Given problem:
Filter the lines below and keep every one that contains the word "water". The match is case-sensitive.

The data:
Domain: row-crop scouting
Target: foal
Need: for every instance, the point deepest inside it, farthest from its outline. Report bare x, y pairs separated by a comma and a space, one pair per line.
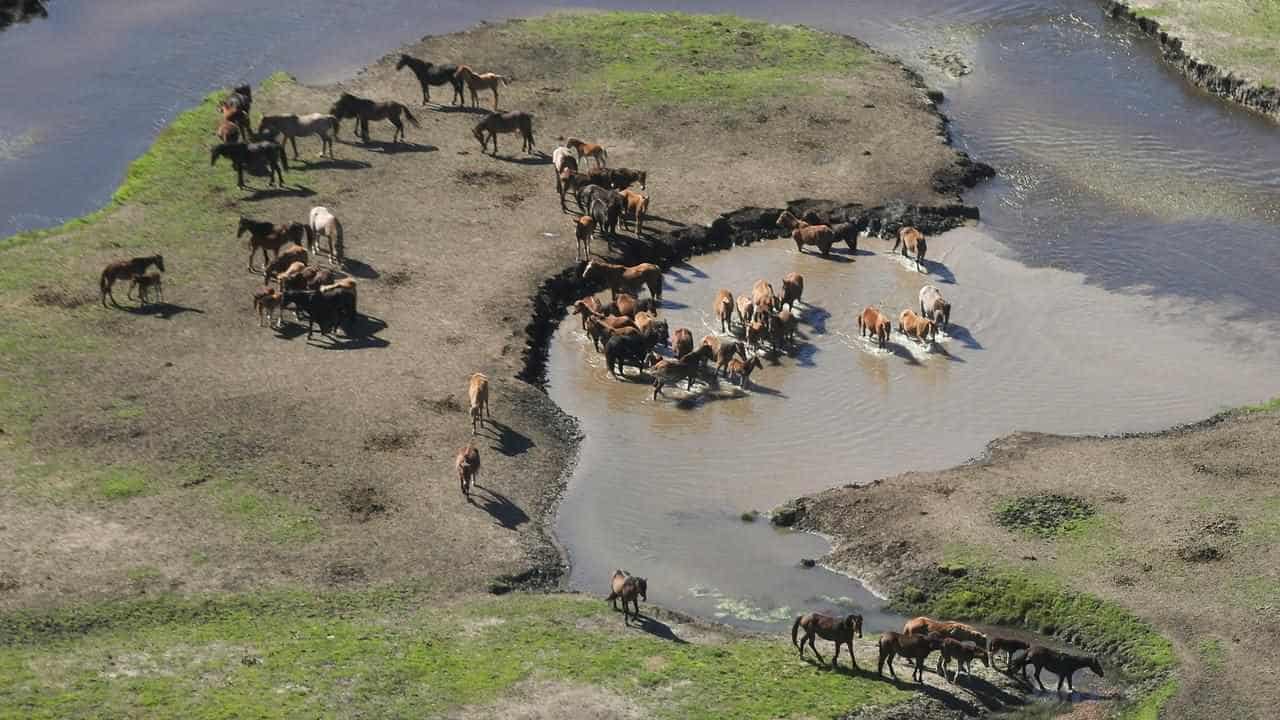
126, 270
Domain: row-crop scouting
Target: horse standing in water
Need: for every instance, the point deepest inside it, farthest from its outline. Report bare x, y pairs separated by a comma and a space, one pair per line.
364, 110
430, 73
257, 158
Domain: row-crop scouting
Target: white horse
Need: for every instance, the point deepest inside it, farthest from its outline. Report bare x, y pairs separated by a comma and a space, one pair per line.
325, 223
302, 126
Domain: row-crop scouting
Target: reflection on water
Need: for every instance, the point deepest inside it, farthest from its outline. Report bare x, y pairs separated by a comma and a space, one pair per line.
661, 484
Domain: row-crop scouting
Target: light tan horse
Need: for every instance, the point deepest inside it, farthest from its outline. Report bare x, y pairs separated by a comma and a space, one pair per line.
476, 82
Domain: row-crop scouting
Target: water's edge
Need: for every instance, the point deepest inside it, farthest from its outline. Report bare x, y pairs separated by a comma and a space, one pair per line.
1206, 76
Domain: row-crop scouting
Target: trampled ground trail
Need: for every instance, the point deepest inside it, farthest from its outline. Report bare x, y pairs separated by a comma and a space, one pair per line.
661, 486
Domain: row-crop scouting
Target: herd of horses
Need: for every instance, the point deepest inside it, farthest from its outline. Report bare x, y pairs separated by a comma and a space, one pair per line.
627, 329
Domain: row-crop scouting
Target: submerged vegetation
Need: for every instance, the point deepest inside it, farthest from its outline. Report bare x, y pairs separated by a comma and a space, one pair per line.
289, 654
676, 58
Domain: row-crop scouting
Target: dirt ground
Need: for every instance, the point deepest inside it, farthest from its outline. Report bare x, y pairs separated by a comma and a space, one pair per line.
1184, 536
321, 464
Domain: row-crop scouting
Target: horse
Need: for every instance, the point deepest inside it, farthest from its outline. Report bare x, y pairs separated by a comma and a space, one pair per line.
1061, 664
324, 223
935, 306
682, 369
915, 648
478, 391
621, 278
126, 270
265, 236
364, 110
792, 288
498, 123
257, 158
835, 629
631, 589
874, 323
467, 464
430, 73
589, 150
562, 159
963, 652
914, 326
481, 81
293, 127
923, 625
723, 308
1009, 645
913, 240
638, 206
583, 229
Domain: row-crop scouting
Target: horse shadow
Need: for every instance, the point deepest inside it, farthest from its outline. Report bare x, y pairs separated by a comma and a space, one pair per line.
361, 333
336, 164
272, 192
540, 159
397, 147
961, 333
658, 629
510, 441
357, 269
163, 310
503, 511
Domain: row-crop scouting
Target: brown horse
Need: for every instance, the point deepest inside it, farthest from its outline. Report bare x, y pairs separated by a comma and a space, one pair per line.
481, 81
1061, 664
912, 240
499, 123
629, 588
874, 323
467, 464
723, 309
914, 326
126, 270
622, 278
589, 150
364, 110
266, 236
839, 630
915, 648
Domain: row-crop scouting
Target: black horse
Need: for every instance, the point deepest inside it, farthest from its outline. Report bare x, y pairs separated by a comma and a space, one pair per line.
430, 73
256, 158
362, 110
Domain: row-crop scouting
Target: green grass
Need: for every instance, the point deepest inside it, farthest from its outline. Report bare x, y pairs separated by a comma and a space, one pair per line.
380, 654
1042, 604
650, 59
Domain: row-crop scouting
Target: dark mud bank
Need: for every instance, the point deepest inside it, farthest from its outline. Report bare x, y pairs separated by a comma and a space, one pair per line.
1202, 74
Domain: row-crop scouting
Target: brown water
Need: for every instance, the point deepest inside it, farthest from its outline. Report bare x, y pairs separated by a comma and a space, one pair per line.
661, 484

---

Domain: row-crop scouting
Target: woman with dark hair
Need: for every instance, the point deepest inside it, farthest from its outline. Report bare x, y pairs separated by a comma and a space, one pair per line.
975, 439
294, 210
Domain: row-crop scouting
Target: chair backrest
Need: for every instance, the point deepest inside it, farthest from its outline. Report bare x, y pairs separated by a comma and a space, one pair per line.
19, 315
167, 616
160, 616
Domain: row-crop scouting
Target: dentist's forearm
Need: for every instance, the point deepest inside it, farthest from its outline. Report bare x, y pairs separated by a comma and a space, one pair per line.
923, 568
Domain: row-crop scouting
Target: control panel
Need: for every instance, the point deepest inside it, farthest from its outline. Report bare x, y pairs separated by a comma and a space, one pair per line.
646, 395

Right answer:
Target: horse standing in water
Target: reflection on water
Target: water's edge
Target: brown water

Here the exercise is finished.